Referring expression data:
* * * * *

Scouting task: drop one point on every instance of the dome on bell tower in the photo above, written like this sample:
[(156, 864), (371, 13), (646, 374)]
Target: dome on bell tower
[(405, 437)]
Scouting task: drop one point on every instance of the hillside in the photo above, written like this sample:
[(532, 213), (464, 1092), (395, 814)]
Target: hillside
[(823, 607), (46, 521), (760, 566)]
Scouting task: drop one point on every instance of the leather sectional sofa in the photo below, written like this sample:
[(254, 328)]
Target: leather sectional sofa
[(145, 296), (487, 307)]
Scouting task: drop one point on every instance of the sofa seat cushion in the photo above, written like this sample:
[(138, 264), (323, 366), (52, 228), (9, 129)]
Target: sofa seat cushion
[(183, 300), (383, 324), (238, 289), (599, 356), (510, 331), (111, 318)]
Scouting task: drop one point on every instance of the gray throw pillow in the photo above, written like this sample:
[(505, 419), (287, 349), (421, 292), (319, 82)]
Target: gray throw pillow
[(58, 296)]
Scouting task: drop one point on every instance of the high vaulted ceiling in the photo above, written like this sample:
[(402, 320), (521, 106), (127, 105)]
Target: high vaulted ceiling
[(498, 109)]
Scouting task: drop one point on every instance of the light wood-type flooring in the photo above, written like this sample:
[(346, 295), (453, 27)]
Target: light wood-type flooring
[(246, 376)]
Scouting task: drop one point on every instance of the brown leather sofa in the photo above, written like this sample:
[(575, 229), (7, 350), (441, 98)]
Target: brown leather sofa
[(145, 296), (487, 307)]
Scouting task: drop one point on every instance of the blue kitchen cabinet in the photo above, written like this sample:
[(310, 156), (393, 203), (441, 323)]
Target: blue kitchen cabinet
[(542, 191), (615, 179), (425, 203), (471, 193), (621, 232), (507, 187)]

* * * * *

Aim of the exercise:
Could you restate every entry verbatim, please?

Task response:
Scouting task: drop one point on every instance of the dome on bell tower in the photo above, written like this sample:
[(156, 864), (371, 13), (646, 374)]
Target: dome on bell tower
[(405, 437)]
Scouting task: drop one point on every instance of the hillside in the photo above, written like this sample:
[(532, 213), (464, 1092), (395, 814)]
Target: hillside
[(823, 607), (46, 521), (760, 566)]
Scouting task: drop one point on every instance of the leather sectional sofa in the photo below, written like this sample:
[(254, 328)]
Target: leather sectional sofa
[(145, 296), (487, 307)]
Scouting task: drop one point on every instance of the sofa seat cushion in the photo above, written like this sample:
[(138, 264), (323, 366), (52, 228), (9, 129)]
Target: sofa seat cushion
[(183, 300), (383, 324), (238, 289), (599, 356), (510, 331), (111, 318)]
Scouting task: drop one point on every instance of the gray throw pillow in the photo above, written like this sample:
[(505, 419), (287, 349), (421, 292), (319, 82)]
Target: gray throw pillow
[(58, 296)]
Scouting task: drop one point on every instance of the high vaulted ceiling in the photo above, written like this sample:
[(402, 320), (521, 106), (127, 105)]
Target: high vaulted ceiling
[(498, 109)]
Scouting task: drop one point on every instance of the light wood-type flooring in the photo above, written like this sample:
[(346, 295), (453, 27)]
Target: light wood-type flooring
[(246, 376)]
Scouting task: drop one point on every instance of the brown leather sofa in the photo above, written like this sample:
[(575, 229), (7, 350), (441, 98)]
Target: brown leather sofa
[(145, 296), (487, 307)]
Scouting task: drop one point on every instance of the blue kitchen cabinet in the photo above, written like this sample:
[(310, 156), (393, 203), (441, 323)]
Target: blue kitchen cabinet
[(542, 191), (615, 179), (425, 203), (471, 193), (621, 232), (507, 187)]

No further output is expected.